─── Record excerpts

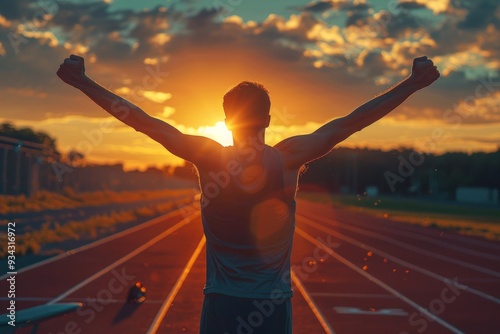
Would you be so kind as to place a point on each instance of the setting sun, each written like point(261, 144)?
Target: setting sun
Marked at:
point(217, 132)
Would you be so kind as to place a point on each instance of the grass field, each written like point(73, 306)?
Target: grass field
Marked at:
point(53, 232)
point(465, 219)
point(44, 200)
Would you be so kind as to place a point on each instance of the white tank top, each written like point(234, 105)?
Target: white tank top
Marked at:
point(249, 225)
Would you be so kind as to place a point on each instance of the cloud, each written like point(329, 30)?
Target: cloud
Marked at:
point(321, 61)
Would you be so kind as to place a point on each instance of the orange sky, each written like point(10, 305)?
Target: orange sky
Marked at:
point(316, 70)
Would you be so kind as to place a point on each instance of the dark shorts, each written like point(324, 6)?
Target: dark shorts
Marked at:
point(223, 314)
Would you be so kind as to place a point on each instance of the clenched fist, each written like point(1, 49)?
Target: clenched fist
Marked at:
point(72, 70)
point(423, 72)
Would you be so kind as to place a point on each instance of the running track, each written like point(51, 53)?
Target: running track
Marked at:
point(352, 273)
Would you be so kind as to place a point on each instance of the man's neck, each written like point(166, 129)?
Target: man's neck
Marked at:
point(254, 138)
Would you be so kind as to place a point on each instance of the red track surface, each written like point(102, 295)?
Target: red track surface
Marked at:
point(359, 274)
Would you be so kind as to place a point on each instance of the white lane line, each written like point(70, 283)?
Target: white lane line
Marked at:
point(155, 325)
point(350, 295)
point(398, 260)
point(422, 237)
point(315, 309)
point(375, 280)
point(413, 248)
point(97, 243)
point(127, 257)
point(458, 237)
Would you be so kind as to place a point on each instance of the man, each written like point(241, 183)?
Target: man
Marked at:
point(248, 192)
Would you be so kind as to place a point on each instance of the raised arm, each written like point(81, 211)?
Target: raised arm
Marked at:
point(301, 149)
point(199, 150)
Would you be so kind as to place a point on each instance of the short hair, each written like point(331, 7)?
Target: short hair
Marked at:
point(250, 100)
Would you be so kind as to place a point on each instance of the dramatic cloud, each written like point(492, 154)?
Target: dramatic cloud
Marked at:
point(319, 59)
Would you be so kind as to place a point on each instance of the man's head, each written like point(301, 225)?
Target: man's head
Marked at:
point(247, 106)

──────

Problem description
Your answer must be the exact lines from the start of the data through the line with "Target: grass field", inclusive, and nothing else; pictures do not belong in it.

Solution to the problem
Would you be so kind as to place a point on each instance of the setting sun, each written like point(261, 144)?
Target: setting sun
Marked at:
point(217, 132)
Would you be so kind as to place a point on each instance of the grass field, each written like point(73, 306)?
Target: grass field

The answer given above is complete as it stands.